## AIM OF THE TASK:
Render the material below as a numbered list, one line per item, skipping blank lines and leaving out the pictures.

## ENTRIES:
## begin
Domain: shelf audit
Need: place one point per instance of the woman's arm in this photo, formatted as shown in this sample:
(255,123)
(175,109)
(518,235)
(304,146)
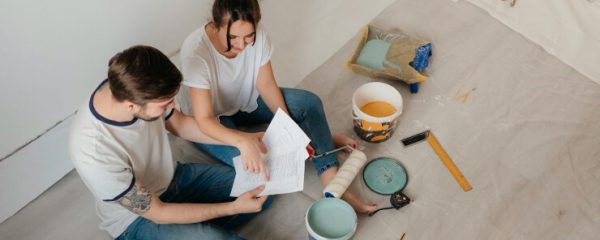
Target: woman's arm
(185,127)
(268,89)
(248,144)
## end
## WRITTEN ANSWER:
1. Domain: shelf audit
2. Need: place one point per instance of the woman's arm in this photo, formatted as shown in this sample:
3. (255,123)
4. (175,109)
5. (518,235)
6. (304,146)
7. Target: woman's arm
8. (185,127)
9. (268,89)
10. (248,144)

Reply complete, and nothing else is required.